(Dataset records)
/---

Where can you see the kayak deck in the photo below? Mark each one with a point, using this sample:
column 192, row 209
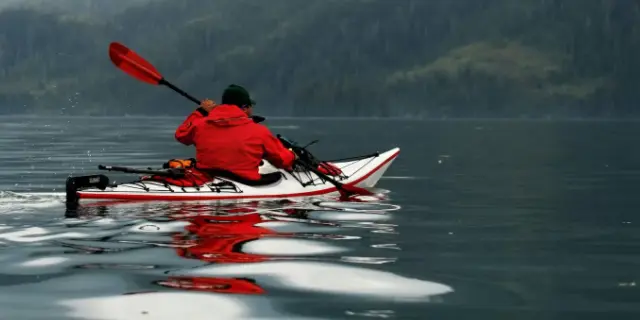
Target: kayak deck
column 361, row 172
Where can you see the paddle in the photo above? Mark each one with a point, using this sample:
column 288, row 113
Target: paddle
column 346, row 190
column 139, row 68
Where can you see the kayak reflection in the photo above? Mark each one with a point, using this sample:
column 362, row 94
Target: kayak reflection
column 215, row 234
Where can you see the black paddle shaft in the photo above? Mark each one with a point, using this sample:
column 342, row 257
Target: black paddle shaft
column 178, row 90
column 256, row 119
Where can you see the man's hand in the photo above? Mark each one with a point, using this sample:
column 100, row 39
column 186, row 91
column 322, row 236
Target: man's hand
column 207, row 105
column 295, row 155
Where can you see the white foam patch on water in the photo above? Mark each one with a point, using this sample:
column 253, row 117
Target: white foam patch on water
column 294, row 226
column 359, row 207
column 347, row 216
column 158, row 305
column 109, row 296
column 290, row 247
column 160, row 227
column 37, row 234
column 12, row 202
column 43, row 262
column 328, row 278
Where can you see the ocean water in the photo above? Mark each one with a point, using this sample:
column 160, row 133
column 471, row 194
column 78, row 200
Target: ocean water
column 482, row 220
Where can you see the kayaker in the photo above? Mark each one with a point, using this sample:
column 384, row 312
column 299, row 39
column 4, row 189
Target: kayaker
column 228, row 142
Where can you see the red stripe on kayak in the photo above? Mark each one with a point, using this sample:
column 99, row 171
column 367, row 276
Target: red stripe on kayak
column 132, row 196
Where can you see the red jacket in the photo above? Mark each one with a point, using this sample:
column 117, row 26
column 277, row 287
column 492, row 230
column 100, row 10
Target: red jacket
column 227, row 139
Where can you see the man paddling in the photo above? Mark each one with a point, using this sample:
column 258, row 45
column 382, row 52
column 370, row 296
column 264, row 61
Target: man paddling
column 229, row 143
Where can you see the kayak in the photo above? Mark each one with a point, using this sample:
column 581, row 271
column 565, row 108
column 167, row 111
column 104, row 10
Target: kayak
column 363, row 171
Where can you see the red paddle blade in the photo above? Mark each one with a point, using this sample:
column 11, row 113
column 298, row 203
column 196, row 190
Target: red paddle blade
column 134, row 65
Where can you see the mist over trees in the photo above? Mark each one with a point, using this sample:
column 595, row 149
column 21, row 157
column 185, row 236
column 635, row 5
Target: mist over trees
column 407, row 58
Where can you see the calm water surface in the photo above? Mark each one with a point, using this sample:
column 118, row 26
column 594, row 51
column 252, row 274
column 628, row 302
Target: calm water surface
column 484, row 220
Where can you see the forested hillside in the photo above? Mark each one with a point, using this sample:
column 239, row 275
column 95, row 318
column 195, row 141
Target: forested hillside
column 414, row 58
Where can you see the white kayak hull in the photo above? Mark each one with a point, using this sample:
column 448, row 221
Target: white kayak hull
column 365, row 172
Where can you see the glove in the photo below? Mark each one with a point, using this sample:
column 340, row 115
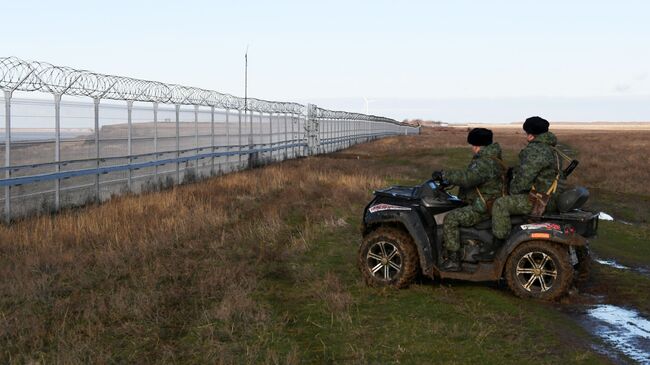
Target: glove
column 437, row 175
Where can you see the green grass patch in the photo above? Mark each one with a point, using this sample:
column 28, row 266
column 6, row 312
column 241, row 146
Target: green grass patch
column 627, row 244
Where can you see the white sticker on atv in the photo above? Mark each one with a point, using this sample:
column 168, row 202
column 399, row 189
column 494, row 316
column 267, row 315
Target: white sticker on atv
column 540, row 226
column 382, row 207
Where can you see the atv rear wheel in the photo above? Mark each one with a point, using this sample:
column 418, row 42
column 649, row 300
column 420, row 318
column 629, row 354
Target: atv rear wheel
column 540, row 270
column 388, row 257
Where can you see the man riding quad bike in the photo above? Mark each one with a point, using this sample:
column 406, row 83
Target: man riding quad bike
column 540, row 257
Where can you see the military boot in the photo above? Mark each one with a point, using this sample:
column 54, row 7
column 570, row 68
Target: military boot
column 452, row 263
column 487, row 251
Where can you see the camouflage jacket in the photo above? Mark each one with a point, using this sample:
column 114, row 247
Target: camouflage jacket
column 538, row 165
column 484, row 172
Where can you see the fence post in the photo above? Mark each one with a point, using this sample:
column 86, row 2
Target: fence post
column 293, row 135
column 271, row 136
column 239, row 138
column 8, row 95
column 155, row 139
column 129, row 139
column 97, row 149
column 286, row 137
column 57, row 149
column 227, row 139
column 196, row 138
column 261, row 118
column 178, row 144
column 212, row 172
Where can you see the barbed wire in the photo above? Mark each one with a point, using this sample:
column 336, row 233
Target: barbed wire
column 336, row 114
column 18, row 74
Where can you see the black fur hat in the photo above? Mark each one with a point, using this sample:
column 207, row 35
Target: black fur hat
column 536, row 125
column 479, row 137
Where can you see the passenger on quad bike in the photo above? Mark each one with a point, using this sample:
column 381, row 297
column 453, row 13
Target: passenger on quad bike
column 479, row 185
column 535, row 180
column 539, row 258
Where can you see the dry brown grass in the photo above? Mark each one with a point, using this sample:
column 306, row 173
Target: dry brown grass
column 173, row 276
column 609, row 160
column 140, row 275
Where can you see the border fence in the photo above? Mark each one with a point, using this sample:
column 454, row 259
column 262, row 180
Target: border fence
column 98, row 135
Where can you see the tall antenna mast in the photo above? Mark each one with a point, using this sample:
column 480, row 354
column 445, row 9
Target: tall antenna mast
column 246, row 81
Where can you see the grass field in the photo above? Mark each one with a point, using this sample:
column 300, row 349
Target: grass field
column 259, row 266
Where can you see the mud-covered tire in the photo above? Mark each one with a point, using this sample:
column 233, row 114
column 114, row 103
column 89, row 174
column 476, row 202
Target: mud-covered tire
column 583, row 267
column 539, row 270
column 397, row 270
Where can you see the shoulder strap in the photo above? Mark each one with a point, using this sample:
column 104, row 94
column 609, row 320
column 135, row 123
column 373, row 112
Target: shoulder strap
column 504, row 178
column 553, row 187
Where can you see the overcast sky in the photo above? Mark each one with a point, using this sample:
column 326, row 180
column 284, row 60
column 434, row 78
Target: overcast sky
column 457, row 61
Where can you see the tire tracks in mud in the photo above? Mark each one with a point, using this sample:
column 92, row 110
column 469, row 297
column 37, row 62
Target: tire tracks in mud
column 620, row 331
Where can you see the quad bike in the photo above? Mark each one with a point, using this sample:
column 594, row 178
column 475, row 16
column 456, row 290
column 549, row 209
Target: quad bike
column 402, row 237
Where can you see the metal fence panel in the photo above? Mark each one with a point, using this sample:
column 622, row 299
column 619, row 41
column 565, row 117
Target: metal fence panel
column 94, row 136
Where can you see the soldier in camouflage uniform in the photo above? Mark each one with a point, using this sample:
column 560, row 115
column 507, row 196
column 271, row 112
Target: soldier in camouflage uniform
column 538, row 169
column 480, row 183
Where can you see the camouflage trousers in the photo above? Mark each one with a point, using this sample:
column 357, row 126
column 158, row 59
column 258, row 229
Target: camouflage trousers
column 461, row 217
column 503, row 208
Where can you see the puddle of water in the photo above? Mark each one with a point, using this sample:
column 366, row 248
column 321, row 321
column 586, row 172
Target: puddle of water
column 622, row 329
column 612, row 263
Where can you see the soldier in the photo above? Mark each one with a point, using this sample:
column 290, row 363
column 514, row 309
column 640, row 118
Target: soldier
column 480, row 184
column 534, row 181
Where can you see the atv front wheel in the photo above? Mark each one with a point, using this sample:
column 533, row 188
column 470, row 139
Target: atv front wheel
column 388, row 257
column 540, row 270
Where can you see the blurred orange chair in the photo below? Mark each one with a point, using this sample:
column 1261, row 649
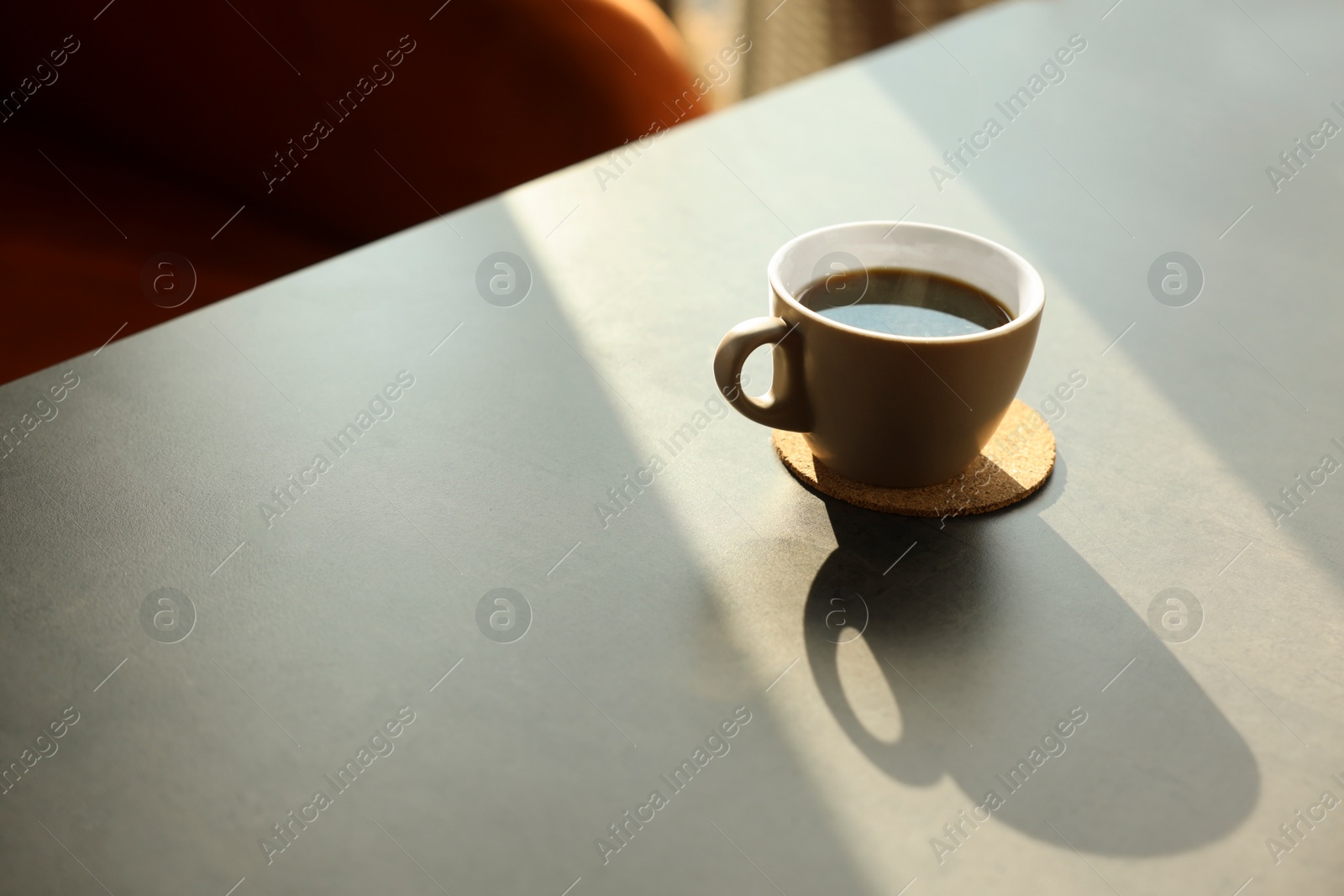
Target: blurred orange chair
column 138, row 128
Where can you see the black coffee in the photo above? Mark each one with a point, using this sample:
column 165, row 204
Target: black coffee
column 905, row 302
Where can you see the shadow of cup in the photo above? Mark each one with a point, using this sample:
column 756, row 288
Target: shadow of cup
column 990, row 633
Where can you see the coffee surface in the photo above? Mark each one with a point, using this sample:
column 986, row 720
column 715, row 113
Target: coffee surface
column 905, row 302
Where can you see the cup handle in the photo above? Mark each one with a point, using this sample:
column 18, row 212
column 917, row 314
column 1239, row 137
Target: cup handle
column 784, row 407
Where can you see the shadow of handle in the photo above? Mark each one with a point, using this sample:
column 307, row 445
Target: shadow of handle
column 911, row 759
column 785, row 406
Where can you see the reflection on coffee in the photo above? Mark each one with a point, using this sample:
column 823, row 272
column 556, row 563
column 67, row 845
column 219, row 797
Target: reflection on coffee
column 905, row 302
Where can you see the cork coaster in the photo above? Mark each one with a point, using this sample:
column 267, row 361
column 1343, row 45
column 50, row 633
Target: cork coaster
column 1016, row 463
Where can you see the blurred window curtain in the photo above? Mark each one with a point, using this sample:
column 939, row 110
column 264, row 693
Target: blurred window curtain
column 801, row 36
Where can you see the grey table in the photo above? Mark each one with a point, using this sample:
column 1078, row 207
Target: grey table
column 210, row 674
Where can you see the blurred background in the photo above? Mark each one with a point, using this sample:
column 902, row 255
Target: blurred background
column 800, row 36
column 156, row 157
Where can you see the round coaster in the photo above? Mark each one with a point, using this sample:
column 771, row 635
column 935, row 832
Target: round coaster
column 1016, row 463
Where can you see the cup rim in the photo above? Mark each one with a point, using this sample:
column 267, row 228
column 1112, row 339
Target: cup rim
column 1035, row 295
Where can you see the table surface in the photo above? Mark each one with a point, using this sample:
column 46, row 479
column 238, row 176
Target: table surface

\---

(What to produce): In the part of the entries above that opens with the line containing "Where can you see the ocean" and closes with the line containing "column 414, row 58", swap "mist over trees" for "fog over trees". Give back only those lines, with everything else left as it is.

(Response to the exercise):
Where can you see the ocean water in the photo above? Mark each one with a point, using this sample:
column 160, row 133
column 471, row 194
column 78, row 200
Target: ocean water
column 482, row 220
Where can you see the kayaker in the photo above? Mark each one with a point, using this sample:
column 384, row 312
column 299, row 39
column 4, row 189
Target: kayaker
column 228, row 142
Where can you see the red stripe on kayak in the photo above? Mark each one with a point, using this sample:
column 99, row 171
column 367, row 276
Target: red stripe on kayak
column 132, row 196
Where can you see the red jacket in the photo above? Mark each one with a point, using this sample:
column 117, row 26
column 277, row 287
column 492, row 230
column 100, row 10
Target: red jacket
column 227, row 139
Where can you see the man paddling in the photo above? Mark each one with a point, using this sample:
column 258, row 45
column 382, row 52
column 370, row 296
column 264, row 61
Target: man paddling
column 229, row 143
Where can you see the kayak in the photo above? Mark each one with a point, using this sample:
column 581, row 271
column 565, row 108
column 167, row 111
column 104, row 10
Target: kayak
column 363, row 171
Where can you see the red paddle blade in the photo above? Mark each one with a point, using this sample:
column 11, row 113
column 298, row 203
column 196, row 190
Target: red paddle blade
column 134, row 65
Where can you see the fog over trees in the photo above? Mark each one with a point, using this sample:
column 595, row 149
column 21, row 157
column 185, row 236
column 635, row 5
Target: fog over trees
column 407, row 58
Where can you see the calm water surface in the photo above? Mark each one with a point, using this sample:
column 118, row 26
column 594, row 51
column 252, row 274
column 628, row 302
Target: calm water surface
column 484, row 220
Where can you see the forested hillside in the photo above? Mark each one with a point, using this sample:
column 239, row 275
column 95, row 318
column 195, row 141
Target: forested hillside
column 414, row 58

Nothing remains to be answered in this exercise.